Supplied records
= = = = =
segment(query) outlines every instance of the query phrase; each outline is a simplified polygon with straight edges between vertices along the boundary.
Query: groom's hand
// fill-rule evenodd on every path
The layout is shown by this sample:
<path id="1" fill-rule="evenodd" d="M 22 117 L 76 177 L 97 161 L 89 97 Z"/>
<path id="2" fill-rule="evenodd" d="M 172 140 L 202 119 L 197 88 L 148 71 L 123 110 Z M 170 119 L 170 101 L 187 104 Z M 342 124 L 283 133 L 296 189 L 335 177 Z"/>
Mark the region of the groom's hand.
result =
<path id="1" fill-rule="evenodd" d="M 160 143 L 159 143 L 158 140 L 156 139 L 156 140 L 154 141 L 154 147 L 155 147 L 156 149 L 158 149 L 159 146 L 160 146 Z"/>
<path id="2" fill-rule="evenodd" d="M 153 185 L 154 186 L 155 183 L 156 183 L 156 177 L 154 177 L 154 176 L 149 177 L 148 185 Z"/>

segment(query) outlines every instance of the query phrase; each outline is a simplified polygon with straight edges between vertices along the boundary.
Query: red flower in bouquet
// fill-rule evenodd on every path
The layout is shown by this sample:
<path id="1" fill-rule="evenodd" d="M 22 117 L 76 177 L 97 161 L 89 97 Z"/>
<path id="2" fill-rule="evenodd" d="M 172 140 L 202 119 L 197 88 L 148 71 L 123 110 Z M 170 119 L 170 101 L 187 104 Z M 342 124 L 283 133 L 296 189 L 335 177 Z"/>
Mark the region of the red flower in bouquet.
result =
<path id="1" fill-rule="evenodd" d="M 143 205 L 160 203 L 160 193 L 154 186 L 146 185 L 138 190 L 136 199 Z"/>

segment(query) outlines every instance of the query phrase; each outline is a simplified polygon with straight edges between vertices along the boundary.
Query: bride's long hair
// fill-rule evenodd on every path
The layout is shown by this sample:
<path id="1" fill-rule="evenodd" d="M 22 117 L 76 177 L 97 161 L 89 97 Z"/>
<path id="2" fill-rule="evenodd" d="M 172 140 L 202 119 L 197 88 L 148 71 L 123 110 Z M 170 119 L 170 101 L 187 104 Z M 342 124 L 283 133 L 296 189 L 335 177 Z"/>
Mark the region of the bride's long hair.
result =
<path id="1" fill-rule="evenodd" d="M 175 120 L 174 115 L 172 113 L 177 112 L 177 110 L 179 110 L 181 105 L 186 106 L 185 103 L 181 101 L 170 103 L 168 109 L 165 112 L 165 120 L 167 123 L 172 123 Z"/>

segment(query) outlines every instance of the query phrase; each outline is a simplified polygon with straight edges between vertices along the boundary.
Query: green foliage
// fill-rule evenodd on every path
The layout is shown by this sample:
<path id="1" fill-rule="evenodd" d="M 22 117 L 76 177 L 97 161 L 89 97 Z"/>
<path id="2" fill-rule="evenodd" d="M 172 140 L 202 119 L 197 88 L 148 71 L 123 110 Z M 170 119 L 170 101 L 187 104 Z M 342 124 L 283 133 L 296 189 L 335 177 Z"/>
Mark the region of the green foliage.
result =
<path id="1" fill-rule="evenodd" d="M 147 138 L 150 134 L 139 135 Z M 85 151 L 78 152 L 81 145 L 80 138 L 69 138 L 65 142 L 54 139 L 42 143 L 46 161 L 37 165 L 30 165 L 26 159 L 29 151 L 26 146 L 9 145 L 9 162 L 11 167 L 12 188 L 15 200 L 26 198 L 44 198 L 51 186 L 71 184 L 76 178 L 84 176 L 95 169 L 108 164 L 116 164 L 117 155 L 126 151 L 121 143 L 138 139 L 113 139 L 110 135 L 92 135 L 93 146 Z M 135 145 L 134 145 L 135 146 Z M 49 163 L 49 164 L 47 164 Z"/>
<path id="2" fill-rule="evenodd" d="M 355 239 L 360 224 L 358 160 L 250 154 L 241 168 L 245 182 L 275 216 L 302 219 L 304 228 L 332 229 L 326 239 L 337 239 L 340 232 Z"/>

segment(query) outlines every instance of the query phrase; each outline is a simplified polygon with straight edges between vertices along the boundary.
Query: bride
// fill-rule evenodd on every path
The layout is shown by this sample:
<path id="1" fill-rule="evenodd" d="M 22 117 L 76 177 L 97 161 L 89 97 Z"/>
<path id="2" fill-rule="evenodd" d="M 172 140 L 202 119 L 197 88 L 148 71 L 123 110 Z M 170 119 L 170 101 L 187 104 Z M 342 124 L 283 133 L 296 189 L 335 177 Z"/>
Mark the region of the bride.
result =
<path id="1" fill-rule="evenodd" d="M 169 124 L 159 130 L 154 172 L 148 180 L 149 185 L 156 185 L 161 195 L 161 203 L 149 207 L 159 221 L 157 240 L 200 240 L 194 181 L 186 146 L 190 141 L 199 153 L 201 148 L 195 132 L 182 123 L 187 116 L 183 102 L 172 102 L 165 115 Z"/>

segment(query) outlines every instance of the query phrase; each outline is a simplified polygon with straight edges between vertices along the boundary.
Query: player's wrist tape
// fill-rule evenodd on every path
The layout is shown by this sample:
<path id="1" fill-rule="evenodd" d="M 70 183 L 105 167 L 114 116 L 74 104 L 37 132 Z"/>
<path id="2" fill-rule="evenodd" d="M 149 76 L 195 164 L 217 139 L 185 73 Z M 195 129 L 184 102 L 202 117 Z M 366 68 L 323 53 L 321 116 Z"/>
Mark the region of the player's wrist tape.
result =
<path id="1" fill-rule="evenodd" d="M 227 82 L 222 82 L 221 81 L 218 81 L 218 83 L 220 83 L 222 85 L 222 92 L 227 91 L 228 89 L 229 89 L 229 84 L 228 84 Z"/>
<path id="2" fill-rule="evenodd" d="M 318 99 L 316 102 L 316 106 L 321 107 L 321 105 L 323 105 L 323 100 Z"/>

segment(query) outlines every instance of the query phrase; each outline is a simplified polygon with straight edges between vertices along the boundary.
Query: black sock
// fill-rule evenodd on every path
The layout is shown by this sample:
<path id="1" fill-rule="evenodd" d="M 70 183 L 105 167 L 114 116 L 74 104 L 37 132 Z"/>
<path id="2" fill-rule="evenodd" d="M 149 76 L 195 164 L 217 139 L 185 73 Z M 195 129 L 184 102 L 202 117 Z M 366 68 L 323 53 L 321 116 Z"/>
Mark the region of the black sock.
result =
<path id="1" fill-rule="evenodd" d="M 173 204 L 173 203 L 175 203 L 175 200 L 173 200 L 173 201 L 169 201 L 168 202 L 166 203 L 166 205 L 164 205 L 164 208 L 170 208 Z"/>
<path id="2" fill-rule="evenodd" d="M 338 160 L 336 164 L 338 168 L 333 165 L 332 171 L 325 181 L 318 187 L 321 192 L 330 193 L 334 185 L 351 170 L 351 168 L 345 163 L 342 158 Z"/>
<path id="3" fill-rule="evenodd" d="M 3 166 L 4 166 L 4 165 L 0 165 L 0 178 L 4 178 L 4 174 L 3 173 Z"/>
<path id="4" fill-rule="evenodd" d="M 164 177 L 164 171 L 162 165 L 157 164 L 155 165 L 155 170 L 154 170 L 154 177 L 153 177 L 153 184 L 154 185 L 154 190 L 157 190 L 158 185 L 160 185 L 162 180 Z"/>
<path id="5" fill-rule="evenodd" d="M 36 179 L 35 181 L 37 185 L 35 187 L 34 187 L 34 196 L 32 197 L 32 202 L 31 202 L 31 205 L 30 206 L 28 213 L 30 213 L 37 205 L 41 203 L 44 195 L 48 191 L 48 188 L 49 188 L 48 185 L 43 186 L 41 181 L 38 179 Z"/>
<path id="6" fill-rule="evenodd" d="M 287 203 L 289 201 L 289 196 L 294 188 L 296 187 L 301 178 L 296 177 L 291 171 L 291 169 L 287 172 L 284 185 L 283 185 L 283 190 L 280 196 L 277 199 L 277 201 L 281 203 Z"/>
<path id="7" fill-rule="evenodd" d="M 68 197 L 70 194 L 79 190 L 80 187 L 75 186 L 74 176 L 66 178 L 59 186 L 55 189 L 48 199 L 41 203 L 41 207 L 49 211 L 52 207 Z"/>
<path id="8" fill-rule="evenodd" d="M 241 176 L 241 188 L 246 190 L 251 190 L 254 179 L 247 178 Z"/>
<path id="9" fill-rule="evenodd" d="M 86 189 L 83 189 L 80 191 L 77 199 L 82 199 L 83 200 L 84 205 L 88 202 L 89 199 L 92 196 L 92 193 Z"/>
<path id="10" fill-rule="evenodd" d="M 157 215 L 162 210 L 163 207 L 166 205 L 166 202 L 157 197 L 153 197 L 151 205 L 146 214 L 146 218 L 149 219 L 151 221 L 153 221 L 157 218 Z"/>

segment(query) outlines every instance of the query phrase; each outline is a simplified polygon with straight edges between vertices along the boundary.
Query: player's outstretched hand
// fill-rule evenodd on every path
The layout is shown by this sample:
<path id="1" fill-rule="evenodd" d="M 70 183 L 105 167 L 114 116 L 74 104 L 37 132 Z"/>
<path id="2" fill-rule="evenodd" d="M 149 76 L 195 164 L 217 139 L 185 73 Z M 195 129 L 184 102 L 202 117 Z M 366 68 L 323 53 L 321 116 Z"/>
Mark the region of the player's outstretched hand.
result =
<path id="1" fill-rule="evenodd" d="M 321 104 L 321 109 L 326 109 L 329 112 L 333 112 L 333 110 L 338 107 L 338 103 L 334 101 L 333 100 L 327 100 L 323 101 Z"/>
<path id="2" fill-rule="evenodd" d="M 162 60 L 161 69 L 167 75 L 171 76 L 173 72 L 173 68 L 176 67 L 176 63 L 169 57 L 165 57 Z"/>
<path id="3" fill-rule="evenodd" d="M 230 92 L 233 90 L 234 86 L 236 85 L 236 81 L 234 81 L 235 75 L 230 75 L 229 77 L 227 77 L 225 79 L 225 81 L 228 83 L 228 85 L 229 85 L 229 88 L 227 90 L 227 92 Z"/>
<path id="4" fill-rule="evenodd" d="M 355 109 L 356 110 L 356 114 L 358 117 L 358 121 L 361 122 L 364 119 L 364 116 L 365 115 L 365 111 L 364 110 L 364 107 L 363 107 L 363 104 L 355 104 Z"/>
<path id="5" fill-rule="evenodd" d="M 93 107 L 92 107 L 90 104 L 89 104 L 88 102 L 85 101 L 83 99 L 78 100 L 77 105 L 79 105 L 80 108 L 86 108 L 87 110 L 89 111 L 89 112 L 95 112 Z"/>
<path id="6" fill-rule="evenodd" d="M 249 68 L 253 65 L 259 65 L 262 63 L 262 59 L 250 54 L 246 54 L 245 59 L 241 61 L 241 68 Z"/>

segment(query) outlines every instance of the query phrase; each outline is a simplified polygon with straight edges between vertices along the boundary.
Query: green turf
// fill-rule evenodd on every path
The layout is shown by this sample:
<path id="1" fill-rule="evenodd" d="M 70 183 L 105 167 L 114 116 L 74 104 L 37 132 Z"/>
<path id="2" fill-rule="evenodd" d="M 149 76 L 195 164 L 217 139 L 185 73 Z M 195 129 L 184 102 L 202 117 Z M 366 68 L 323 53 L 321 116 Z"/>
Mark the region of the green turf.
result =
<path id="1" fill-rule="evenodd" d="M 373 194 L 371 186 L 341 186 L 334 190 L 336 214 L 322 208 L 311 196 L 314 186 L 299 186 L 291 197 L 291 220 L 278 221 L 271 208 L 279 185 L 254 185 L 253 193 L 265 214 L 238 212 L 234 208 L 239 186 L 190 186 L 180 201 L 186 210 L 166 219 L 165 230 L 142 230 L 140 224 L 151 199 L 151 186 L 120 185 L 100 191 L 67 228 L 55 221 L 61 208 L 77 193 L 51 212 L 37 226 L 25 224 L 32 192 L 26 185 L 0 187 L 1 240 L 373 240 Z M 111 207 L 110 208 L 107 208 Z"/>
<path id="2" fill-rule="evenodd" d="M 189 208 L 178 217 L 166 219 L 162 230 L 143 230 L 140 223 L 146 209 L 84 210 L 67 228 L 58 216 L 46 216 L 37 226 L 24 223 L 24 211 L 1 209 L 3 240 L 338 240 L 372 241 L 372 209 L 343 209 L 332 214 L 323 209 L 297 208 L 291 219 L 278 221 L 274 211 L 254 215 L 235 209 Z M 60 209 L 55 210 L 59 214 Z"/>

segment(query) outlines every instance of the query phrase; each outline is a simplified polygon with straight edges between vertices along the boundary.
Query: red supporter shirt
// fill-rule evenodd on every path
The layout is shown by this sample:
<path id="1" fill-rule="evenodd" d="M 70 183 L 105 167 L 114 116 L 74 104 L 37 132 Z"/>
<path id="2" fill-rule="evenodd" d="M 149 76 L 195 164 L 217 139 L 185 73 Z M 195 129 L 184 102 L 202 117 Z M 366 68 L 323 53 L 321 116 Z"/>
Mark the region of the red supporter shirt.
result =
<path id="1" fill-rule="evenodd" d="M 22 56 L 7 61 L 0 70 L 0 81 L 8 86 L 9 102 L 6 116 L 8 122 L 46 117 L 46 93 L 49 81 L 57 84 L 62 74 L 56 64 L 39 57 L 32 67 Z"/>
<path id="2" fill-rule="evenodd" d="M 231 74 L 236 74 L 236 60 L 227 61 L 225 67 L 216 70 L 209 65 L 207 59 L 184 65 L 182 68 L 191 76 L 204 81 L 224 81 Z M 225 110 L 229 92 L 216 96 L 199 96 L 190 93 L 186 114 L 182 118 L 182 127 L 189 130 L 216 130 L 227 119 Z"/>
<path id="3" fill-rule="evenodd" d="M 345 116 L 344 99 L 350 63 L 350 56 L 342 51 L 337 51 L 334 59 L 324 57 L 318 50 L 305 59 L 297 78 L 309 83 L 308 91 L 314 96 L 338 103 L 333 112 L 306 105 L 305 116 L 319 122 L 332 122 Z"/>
= = = = =
Brief
Retype the rows verbatim, from the first line at the top through the line that contains "160 143 L 159", with both of those lines included.

Solution for this task
segment(query) outlines every instance of the query phrase; each outline is a simplified polygon with straight edges between vertices along the boundary.
Query: groom's hand
// fill-rule evenodd on every path
The layout is shown by this sample:
<path id="1" fill-rule="evenodd" d="M 22 117 L 76 177 L 97 161 L 89 97 Z"/>
<path id="2" fill-rule="evenodd" d="M 172 140 L 202 119 L 197 88 L 148 71 L 123 110 Z M 170 119 L 170 101 L 187 104 Z M 342 124 L 283 133 L 296 189 L 335 177 Z"/>
Mark the region of the groom's hand.
result =
<path id="1" fill-rule="evenodd" d="M 160 143 L 159 143 L 158 140 L 156 139 L 156 140 L 154 141 L 154 147 L 155 147 L 156 149 L 158 149 L 159 146 L 160 146 Z"/>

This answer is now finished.